(Collection entries)

####################

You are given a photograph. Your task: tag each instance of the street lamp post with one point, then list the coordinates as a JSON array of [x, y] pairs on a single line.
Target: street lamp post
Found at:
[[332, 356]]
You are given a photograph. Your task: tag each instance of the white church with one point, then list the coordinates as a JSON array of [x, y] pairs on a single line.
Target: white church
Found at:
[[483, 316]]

####################

§ Exercise instructions
Write out again every line from the one containing "of the white" through the end of the entries, and add -101 to each coordinate in the answers.

§ The answer
You are given a photograph. Your task: tag each instance of the white church with one point, then list the coordinates as a JSON array of [x, y] pairs on a single line.
Target: white church
Found at:
[[382, 215]]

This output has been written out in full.